■ Exercise objective
Without the pictures, retype exactly the lines from the top of the entries below through the line that contains "of the spoked".

___ Material to process ___

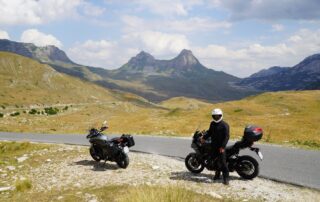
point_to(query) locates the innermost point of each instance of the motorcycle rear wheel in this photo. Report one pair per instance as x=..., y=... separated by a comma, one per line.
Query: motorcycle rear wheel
x=192, y=163
x=123, y=161
x=94, y=154
x=247, y=167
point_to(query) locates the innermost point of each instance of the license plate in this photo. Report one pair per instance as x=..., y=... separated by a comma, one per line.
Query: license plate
x=126, y=150
x=260, y=155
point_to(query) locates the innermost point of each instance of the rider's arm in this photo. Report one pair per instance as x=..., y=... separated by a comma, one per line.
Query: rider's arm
x=209, y=132
x=226, y=136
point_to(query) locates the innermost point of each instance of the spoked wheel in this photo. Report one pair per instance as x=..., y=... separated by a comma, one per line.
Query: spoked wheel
x=247, y=167
x=95, y=154
x=123, y=161
x=193, y=164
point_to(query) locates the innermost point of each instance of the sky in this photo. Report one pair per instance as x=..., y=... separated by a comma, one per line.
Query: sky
x=239, y=37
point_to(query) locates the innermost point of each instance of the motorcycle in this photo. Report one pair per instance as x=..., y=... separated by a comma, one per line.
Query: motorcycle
x=246, y=166
x=115, y=149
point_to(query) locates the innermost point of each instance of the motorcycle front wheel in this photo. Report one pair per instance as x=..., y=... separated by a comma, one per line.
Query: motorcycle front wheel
x=123, y=161
x=193, y=164
x=247, y=167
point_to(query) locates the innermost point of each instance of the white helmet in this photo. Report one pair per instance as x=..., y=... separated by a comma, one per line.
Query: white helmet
x=217, y=115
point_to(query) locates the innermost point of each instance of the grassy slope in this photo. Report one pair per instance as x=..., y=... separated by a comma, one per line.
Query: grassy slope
x=287, y=117
x=24, y=81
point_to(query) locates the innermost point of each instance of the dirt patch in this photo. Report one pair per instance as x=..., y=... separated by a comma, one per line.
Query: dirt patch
x=77, y=169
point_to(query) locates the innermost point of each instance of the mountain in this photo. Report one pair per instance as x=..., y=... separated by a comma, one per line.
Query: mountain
x=184, y=75
x=25, y=81
x=303, y=76
x=153, y=79
x=45, y=54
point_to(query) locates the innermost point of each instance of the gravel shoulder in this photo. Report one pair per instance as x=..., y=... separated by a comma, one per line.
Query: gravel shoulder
x=66, y=167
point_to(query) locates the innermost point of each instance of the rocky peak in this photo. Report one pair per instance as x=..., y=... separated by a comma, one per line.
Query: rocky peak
x=142, y=57
x=186, y=58
x=53, y=53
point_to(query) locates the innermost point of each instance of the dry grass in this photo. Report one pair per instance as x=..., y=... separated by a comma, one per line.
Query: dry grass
x=122, y=193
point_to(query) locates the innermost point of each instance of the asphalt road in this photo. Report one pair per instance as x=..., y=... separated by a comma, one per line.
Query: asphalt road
x=295, y=166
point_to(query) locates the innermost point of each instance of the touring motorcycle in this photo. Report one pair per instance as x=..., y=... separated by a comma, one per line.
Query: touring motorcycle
x=246, y=166
x=115, y=149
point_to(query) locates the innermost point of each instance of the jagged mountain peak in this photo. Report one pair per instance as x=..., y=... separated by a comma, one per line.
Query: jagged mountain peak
x=186, y=58
x=47, y=54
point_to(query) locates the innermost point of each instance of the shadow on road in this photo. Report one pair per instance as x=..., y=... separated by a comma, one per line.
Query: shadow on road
x=202, y=178
x=97, y=166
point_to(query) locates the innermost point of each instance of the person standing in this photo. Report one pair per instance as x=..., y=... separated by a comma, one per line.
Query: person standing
x=219, y=133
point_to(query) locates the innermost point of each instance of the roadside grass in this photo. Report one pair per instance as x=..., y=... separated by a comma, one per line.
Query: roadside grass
x=10, y=150
x=119, y=193
x=23, y=185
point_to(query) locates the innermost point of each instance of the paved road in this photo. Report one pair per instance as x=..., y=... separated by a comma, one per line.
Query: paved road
x=296, y=166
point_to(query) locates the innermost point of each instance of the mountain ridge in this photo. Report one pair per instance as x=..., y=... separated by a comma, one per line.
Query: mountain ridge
x=303, y=76
x=155, y=80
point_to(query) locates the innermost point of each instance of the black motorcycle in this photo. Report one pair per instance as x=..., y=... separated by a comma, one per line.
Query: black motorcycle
x=246, y=166
x=115, y=149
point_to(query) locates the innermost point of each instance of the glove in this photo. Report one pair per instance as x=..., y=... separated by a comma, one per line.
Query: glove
x=221, y=150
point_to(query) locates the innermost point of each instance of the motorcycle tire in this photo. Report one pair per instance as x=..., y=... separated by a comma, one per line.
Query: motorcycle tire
x=247, y=167
x=94, y=154
x=192, y=163
x=123, y=161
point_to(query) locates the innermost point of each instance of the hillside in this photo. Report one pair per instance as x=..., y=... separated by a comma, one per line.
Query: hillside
x=289, y=117
x=184, y=75
x=303, y=76
x=25, y=81
x=155, y=80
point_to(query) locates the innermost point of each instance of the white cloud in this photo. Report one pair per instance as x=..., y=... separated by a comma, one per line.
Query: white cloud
x=4, y=35
x=277, y=28
x=192, y=24
x=35, y=12
x=157, y=42
x=40, y=39
x=270, y=9
x=92, y=10
x=251, y=58
x=166, y=7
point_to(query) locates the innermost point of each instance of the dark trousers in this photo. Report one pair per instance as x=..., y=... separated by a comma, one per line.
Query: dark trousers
x=222, y=161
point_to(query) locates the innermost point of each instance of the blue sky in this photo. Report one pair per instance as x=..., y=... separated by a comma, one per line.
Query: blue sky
x=238, y=37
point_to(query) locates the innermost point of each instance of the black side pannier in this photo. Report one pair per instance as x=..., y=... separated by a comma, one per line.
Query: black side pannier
x=252, y=133
x=129, y=139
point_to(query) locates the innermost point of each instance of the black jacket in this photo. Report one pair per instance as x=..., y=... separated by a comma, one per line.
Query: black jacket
x=219, y=133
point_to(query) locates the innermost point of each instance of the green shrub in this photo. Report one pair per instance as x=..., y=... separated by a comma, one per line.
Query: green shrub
x=33, y=111
x=238, y=110
x=15, y=114
x=23, y=185
x=51, y=111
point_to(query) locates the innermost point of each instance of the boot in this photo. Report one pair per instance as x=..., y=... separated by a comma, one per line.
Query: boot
x=226, y=178
x=217, y=176
x=226, y=181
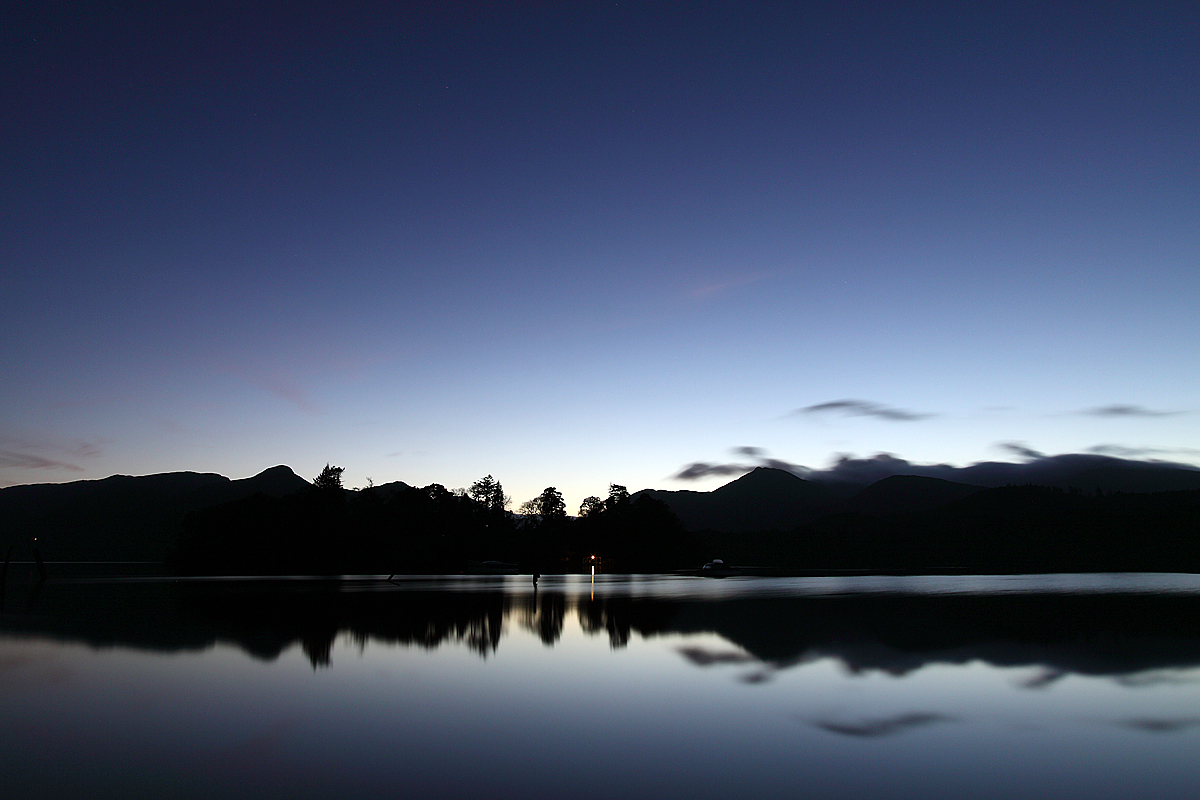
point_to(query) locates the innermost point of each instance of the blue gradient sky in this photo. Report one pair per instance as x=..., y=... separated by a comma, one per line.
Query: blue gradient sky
x=579, y=244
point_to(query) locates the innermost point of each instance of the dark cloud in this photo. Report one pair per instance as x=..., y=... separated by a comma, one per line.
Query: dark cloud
x=1126, y=410
x=886, y=727
x=1125, y=451
x=700, y=469
x=10, y=458
x=1085, y=470
x=1020, y=449
x=1047, y=677
x=865, y=408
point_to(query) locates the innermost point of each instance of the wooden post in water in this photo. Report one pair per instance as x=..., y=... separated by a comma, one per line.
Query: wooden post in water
x=4, y=575
x=37, y=558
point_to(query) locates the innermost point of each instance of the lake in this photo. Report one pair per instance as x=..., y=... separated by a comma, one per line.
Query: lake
x=999, y=686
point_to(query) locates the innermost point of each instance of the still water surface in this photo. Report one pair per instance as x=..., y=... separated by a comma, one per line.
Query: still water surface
x=1038, y=686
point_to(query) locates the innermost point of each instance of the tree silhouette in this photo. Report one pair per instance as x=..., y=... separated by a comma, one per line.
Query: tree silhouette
x=591, y=505
x=489, y=492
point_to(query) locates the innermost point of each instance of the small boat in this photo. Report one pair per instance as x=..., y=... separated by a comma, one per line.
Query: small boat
x=717, y=569
x=491, y=567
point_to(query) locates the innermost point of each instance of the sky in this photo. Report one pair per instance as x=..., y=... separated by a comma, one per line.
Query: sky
x=588, y=242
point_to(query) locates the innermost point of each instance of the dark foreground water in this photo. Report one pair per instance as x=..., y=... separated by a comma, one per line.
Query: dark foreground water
x=1045, y=686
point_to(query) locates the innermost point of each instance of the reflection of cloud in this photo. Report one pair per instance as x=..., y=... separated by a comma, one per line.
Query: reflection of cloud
x=887, y=727
x=865, y=408
x=1157, y=725
x=706, y=657
x=1126, y=410
x=760, y=677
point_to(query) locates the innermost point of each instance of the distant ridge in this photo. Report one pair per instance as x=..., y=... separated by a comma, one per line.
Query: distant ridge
x=907, y=493
x=121, y=517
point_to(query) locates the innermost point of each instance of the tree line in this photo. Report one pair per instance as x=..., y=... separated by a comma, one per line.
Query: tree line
x=330, y=530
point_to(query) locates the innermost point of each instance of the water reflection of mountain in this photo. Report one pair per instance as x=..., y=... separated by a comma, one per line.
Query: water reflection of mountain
x=1116, y=635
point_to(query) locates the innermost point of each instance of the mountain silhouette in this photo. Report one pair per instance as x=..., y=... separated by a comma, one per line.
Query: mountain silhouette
x=905, y=494
x=763, y=499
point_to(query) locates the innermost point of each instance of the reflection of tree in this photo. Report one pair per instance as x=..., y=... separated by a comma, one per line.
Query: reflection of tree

___

■ Written solution
point_to(query) locates the innermost point of each instance of the motorcycle rear wheel in this photo. Report one pair per instance as x=..., y=... separated by a comma, one per line.
Query: motorcycle rear wheel
x=192, y=163
x=123, y=161
x=94, y=154
x=247, y=167
point_to(query) locates the innermost point of each instance of the license plate in this photo. Report one pair per instance as x=..., y=... separated by a comma, one per line.
Query: license plate
x=126, y=150
x=260, y=155
point_to(query) locates the innermost point of each instance of the rider's arm in this photo. Report one pair per instance as x=..., y=... separated by a comma, one per line.
Query: rider's arm
x=209, y=132
x=226, y=136
point_to(query) locates the innermost point of each instance of the spoked wheel in this photo. Report one pair per instance as x=..., y=... separated by a comma, one per line.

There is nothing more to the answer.